TASK DETAILS = Present the material below as a numbered list, one item per line, omitting any blank lines.

══════

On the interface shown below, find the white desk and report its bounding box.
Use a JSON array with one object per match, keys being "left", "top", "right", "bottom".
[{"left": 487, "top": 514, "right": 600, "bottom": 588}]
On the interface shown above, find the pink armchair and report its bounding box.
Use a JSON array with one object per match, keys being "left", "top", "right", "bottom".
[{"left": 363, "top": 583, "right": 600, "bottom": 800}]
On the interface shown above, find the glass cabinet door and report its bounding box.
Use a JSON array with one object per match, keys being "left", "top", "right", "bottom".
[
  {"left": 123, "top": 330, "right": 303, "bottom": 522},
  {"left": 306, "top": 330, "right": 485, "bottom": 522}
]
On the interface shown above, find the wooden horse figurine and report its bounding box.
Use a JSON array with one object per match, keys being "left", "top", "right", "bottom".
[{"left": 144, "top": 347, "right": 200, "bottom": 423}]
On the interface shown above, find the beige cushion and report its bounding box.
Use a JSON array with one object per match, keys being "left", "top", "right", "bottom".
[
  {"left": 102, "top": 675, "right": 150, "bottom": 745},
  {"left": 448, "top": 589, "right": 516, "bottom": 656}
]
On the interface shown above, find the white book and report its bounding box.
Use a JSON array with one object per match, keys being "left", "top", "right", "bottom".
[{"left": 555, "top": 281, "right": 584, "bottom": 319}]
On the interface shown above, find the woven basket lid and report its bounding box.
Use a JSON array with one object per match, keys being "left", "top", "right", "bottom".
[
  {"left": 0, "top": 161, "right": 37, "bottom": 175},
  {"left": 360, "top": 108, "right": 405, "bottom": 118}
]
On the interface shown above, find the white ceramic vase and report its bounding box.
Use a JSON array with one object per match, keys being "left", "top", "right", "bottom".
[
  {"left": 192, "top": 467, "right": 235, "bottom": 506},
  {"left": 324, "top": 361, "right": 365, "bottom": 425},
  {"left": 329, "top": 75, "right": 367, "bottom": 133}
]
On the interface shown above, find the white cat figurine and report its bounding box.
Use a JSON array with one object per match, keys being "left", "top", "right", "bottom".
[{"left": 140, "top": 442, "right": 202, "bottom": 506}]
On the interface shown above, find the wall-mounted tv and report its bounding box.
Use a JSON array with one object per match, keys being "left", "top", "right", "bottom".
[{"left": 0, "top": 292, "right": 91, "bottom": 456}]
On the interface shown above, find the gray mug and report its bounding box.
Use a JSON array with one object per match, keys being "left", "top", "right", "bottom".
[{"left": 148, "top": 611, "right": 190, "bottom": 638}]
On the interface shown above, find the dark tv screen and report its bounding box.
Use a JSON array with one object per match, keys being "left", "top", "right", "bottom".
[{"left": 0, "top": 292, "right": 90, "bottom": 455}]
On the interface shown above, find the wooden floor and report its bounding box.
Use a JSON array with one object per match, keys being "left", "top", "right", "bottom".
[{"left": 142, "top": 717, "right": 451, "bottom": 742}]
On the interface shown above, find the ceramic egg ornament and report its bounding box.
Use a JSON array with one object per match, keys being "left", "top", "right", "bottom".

══════

RESPONSE TO THIS TASK =
1. On the interface shown below, find the white desk and report its bounding box.
2. Use a JSON array with one object per match, keys being "left", "top", "right", "bottom".
3. [{"left": 487, "top": 514, "right": 600, "bottom": 588}]
4. On the interface shown above, find the pink armchair and report its bounding box.
5. Use a JSON array with one object per match, keys being "left", "top", "right", "bottom".
6. [{"left": 363, "top": 583, "right": 600, "bottom": 800}]
7. On the interface shown above, find the glass cabinet door and report its bounding box.
8. Use a JSON array with one object per match, keys being "left", "top", "right", "bottom".
9. [
10.   {"left": 123, "top": 330, "right": 303, "bottom": 522},
11.   {"left": 306, "top": 330, "right": 485, "bottom": 522}
12. ]
13. On the interface shown above, find the wooden horse figurine and report its bounding box.
14. Use a JSON array with one object per match, keys being "left", "top", "right", "bottom".
15. [{"left": 144, "top": 347, "right": 200, "bottom": 423}]
16. On the interface shown above, find the beige cushion and report its bounding box.
17. Use a JSON array with one object per match, keys being "left", "top", "right", "bottom".
18. [
19.   {"left": 102, "top": 675, "right": 150, "bottom": 745},
20.   {"left": 448, "top": 589, "right": 516, "bottom": 656}
21. ]
22. On the interface shown above, find the white book and report its bounding box.
23. Use a JSON array with one object per match, keys being "left", "top", "right", "bottom".
24. [{"left": 555, "top": 281, "right": 584, "bottom": 319}]
25. On the interface shown above, find the woven basket lid and report its bounding box.
26. Use a JSON array with one object per match, keys being "left", "top", "right", "bottom".
27. [
28.   {"left": 0, "top": 161, "right": 37, "bottom": 175},
29.   {"left": 360, "top": 108, "right": 405, "bottom": 118}
30. ]
31. On the interface shown above, find the white ceramic vase and report its bounding box.
32. Use a JSON array with one object per match, keys being "left", "top", "right", "bottom".
33. [
34.   {"left": 192, "top": 467, "right": 235, "bottom": 506},
35.   {"left": 324, "top": 361, "right": 365, "bottom": 425},
36.   {"left": 329, "top": 75, "right": 367, "bottom": 133}
37. ]
38. On the interface shown above, find the white cat figurine and report its bounding box.
39. Use a JSON array with one object per match, keys being "left", "top", "right", "bottom".
40. [{"left": 140, "top": 442, "right": 202, "bottom": 506}]
41. On the interface shown above, find the wall-mounted tv and report its bounding box.
42. Use a JSON array with one object per match, keys being "left", "top", "right", "bottom".
43. [{"left": 0, "top": 292, "right": 91, "bottom": 456}]
44. On the interface shown above, find the gray mug and report its bounding box.
45. Use a JSON array with one object per match, keys being "left", "top", "right", "bottom".
46. [{"left": 148, "top": 611, "right": 190, "bottom": 638}]
47. On the interface shown above, find the dark tv screen and report its bounding box.
48. Use a JSON array with one object per match, keys being "left", "top", "right", "bottom".
49. [{"left": 0, "top": 292, "right": 90, "bottom": 455}]
50. On the interface shown above, find the wooden floor and report its bounding box.
51. Use a JSON array with one object per match, keys being "left", "top", "right", "bottom".
52. [{"left": 142, "top": 717, "right": 451, "bottom": 742}]
53. On the interface shown above, find the ceramic egg ornament and report its bounding box.
54. Use a JSON array with one object per match, keys being "left", "top", "right", "bottom".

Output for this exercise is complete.